_REQUIRED WORK:_ Nothing should change. Output the data exactly.

(DATA RECORDS begins)

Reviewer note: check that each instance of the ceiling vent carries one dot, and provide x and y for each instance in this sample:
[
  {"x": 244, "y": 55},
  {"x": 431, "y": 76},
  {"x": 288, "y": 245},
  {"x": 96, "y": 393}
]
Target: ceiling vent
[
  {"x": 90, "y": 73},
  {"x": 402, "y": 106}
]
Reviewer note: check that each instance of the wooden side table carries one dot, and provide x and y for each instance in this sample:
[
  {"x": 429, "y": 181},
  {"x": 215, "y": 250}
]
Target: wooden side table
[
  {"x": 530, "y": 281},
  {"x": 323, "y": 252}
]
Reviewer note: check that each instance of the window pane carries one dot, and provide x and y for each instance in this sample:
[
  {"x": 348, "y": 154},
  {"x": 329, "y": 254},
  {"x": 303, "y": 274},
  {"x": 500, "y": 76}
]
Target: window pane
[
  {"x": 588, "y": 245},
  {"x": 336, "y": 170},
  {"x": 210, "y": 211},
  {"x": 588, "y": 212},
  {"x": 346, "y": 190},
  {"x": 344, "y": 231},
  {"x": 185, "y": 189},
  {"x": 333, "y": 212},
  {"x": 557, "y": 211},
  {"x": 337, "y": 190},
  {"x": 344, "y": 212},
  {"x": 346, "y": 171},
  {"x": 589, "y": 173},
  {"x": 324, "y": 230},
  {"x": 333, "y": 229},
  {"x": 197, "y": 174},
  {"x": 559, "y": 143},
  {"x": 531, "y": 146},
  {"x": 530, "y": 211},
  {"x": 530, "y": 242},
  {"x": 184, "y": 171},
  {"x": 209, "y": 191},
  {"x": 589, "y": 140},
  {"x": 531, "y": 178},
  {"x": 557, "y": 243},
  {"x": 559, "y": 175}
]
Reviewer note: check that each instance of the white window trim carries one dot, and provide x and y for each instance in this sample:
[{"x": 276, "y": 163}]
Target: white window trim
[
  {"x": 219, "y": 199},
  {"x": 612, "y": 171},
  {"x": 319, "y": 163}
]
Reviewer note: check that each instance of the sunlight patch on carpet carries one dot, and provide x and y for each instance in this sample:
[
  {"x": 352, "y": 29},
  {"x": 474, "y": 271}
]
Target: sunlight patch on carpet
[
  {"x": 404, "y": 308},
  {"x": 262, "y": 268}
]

(DATA RECORDS ends)

_EXERCISE RESULT:_
Reviewer note: check that each instance of the ceiling vent carries one dot, and provide x and y for each instance in this sample:
[
  {"x": 244, "y": 55},
  {"x": 431, "y": 76},
  {"x": 288, "y": 245},
  {"x": 96, "y": 393}
]
Target: ceiling vent
[
  {"x": 90, "y": 73},
  {"x": 402, "y": 106}
]
Reviewer note: check that each instance of the wooden side table carries one dot, and provide x and y for each instance in this sample:
[
  {"x": 429, "y": 181},
  {"x": 215, "y": 250}
]
Target: wooden side table
[
  {"x": 530, "y": 281},
  {"x": 323, "y": 252}
]
Reviewer note: check that each instance of the window pane carries one dot, and provide x and y for each instance in this sample:
[
  {"x": 348, "y": 154},
  {"x": 329, "y": 254},
  {"x": 303, "y": 274},
  {"x": 500, "y": 76}
]
Target: window pane
[
  {"x": 588, "y": 245},
  {"x": 336, "y": 170},
  {"x": 210, "y": 211},
  {"x": 588, "y": 212},
  {"x": 346, "y": 190},
  {"x": 344, "y": 231},
  {"x": 185, "y": 189},
  {"x": 333, "y": 212},
  {"x": 557, "y": 211},
  {"x": 337, "y": 190},
  {"x": 344, "y": 212},
  {"x": 346, "y": 171},
  {"x": 589, "y": 173},
  {"x": 324, "y": 230},
  {"x": 333, "y": 229},
  {"x": 197, "y": 174},
  {"x": 559, "y": 143},
  {"x": 531, "y": 146},
  {"x": 530, "y": 211},
  {"x": 530, "y": 242},
  {"x": 184, "y": 171},
  {"x": 209, "y": 191},
  {"x": 589, "y": 140},
  {"x": 531, "y": 178},
  {"x": 557, "y": 243},
  {"x": 559, "y": 175}
]
Reviewer note: check that each instance of the white window trim carries one dot, and provide x and y for each instance in this sample:
[{"x": 276, "y": 163}]
Target: white window trim
[
  {"x": 219, "y": 199},
  {"x": 612, "y": 171},
  {"x": 319, "y": 163}
]
Reviewer note: check that each instance of the sunlight patch on carpet carries one dot, and provide x and y for each instance in this sample:
[
  {"x": 352, "y": 29},
  {"x": 474, "y": 271}
]
Target: sunlight patch on carpet
[
  {"x": 404, "y": 308},
  {"x": 262, "y": 268}
]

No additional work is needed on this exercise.